_TASK STATEMENT_
Please return each line from the items below that contains the word "wave".

Collection entries
★ ★ ★ ★
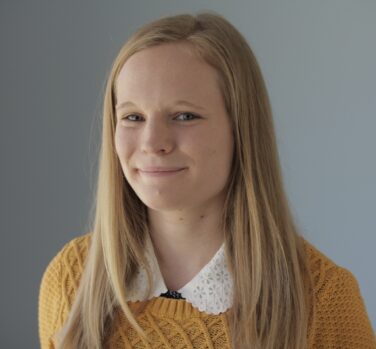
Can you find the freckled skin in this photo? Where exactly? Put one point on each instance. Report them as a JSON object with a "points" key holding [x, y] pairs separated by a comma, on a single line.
{"points": [[154, 79]]}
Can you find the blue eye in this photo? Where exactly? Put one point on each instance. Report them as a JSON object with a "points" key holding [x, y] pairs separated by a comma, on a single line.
{"points": [[191, 116], [131, 117]]}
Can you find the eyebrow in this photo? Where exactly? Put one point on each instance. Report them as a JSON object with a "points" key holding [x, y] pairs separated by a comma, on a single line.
{"points": [[179, 102]]}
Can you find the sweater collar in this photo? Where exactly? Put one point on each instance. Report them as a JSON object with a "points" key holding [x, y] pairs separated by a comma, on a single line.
{"points": [[210, 290]]}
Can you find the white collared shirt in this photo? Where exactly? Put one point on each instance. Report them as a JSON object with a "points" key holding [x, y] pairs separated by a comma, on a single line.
{"points": [[211, 290]]}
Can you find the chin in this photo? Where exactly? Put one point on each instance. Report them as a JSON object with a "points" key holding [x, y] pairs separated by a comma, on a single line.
{"points": [[165, 204]]}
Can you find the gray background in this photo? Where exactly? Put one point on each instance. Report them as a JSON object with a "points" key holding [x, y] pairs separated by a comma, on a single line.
{"points": [[318, 59]]}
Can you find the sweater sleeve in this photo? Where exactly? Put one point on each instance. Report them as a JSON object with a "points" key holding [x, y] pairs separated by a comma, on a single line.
{"points": [[49, 303], [342, 320]]}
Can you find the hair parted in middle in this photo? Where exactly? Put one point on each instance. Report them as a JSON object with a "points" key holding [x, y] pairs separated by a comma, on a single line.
{"points": [[264, 249]]}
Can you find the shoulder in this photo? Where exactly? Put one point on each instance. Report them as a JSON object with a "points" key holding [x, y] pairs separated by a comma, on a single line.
{"points": [[58, 286], [340, 315], [69, 259], [321, 267]]}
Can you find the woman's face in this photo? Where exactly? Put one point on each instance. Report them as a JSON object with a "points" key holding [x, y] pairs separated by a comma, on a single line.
{"points": [[173, 136]]}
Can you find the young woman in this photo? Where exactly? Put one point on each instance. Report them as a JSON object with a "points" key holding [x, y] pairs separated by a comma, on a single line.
{"points": [[193, 244]]}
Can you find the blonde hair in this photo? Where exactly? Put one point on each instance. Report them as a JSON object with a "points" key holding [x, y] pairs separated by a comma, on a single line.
{"points": [[264, 250]]}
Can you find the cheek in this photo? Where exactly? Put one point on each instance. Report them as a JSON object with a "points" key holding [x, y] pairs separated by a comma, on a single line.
{"points": [[122, 144]]}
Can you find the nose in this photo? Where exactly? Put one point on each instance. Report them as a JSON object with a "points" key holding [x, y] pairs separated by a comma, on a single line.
{"points": [[156, 136]]}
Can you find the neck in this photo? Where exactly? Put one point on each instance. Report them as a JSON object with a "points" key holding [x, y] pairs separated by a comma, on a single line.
{"points": [[185, 241]]}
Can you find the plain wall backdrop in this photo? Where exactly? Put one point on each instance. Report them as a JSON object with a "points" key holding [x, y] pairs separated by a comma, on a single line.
{"points": [[318, 60]]}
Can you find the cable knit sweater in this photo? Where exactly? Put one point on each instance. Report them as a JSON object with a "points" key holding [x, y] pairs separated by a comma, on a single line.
{"points": [[339, 316]]}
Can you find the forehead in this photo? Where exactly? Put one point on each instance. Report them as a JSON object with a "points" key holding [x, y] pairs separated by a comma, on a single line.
{"points": [[168, 70]]}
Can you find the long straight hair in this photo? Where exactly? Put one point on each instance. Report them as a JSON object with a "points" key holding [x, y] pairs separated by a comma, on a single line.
{"points": [[264, 249]]}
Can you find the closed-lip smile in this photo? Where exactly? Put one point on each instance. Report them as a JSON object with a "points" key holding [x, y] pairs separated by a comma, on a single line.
{"points": [[160, 171]]}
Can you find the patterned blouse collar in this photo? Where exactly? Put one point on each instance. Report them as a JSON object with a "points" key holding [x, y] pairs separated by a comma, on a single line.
{"points": [[209, 291]]}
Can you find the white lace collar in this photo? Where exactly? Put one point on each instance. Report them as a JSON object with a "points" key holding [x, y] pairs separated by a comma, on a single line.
{"points": [[210, 290]]}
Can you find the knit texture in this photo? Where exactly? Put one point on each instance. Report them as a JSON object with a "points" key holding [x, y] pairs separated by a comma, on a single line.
{"points": [[339, 317]]}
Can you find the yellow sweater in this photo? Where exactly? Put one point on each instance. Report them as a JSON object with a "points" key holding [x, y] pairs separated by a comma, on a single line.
{"points": [[339, 316]]}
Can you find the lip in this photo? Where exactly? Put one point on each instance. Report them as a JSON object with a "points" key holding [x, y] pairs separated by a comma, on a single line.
{"points": [[160, 171]]}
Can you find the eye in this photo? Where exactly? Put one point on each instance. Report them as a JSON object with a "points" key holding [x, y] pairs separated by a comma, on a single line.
{"points": [[187, 116], [131, 117]]}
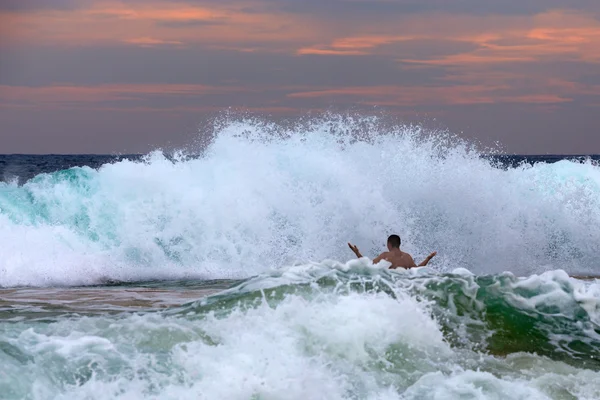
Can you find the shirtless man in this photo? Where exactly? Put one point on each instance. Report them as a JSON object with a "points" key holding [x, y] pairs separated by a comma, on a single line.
{"points": [[398, 258]]}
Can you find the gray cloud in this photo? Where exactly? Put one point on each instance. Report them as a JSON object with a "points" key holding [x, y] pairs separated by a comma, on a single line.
{"points": [[31, 5]]}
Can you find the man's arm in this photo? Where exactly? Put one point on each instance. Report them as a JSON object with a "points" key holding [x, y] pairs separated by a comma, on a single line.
{"points": [[379, 258], [355, 250], [427, 259]]}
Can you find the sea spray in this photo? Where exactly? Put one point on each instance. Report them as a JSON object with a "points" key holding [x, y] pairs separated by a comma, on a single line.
{"points": [[263, 195]]}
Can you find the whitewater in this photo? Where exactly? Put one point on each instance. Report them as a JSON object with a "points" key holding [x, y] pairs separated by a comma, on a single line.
{"points": [[223, 272]]}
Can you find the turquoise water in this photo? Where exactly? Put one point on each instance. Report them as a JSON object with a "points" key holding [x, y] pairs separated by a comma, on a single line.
{"points": [[225, 275]]}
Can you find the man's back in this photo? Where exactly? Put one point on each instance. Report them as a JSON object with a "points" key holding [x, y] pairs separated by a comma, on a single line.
{"points": [[399, 259]]}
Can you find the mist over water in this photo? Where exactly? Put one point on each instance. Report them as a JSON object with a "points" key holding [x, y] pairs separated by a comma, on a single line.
{"points": [[262, 196]]}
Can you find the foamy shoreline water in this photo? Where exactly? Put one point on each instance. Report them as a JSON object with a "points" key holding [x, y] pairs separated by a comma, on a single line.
{"points": [[225, 276]]}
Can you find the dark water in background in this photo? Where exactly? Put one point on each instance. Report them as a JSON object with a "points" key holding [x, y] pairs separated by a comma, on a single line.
{"points": [[214, 278], [25, 166]]}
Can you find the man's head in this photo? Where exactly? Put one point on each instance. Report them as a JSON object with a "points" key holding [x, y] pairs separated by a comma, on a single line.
{"points": [[394, 242]]}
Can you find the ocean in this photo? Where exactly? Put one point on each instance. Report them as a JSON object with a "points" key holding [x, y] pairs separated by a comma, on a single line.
{"points": [[223, 271]]}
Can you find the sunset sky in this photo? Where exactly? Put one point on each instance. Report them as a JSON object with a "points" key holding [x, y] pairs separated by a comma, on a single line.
{"points": [[94, 76]]}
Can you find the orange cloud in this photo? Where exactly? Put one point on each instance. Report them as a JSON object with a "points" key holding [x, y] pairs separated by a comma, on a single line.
{"points": [[150, 42], [358, 45], [160, 20], [409, 96], [48, 95]]}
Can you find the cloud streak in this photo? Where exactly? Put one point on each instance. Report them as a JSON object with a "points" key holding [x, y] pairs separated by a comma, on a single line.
{"points": [[282, 57]]}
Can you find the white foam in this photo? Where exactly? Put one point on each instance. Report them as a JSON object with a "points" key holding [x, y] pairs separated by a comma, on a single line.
{"points": [[264, 196]]}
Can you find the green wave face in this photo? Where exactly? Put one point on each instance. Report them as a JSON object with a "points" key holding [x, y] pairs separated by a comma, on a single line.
{"points": [[550, 315], [264, 196], [322, 331]]}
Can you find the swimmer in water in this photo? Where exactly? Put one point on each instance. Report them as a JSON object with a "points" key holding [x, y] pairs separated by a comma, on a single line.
{"points": [[397, 257]]}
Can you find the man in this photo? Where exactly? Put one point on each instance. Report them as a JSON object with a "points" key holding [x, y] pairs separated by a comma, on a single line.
{"points": [[398, 258]]}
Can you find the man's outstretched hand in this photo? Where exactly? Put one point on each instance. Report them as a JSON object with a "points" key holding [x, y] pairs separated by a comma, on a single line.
{"points": [[355, 250], [427, 259]]}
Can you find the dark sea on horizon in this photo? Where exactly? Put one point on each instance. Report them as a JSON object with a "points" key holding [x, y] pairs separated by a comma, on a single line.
{"points": [[226, 275]]}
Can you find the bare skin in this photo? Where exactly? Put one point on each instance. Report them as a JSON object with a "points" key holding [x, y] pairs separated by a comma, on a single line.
{"points": [[396, 257]]}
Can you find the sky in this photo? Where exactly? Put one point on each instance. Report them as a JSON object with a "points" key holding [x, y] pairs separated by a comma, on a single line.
{"points": [[129, 76]]}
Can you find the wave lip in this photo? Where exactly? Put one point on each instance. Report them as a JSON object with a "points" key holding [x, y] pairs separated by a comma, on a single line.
{"points": [[262, 195]]}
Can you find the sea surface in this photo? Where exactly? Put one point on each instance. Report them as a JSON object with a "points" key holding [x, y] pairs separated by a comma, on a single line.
{"points": [[223, 272]]}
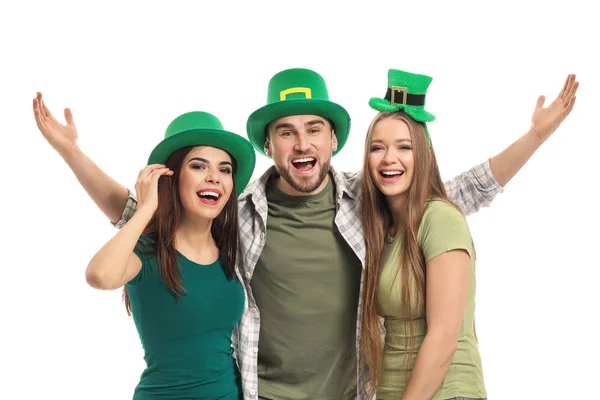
★ ★ ★ ★
_ANSWER TO THIS PROBLEM_
Can you find the green wave face in this photo? Where exactly? Put one point on each instance. Report them as a JSON object with a "points" key holding [x, y] pairs separated by a comma, on a single line.
Can you find the wave lip in this photo? Where exactly? Put one point on each instance. Report them as a JSON object with a "points" key holding [x, y] pairs separated by a comma, on a single line.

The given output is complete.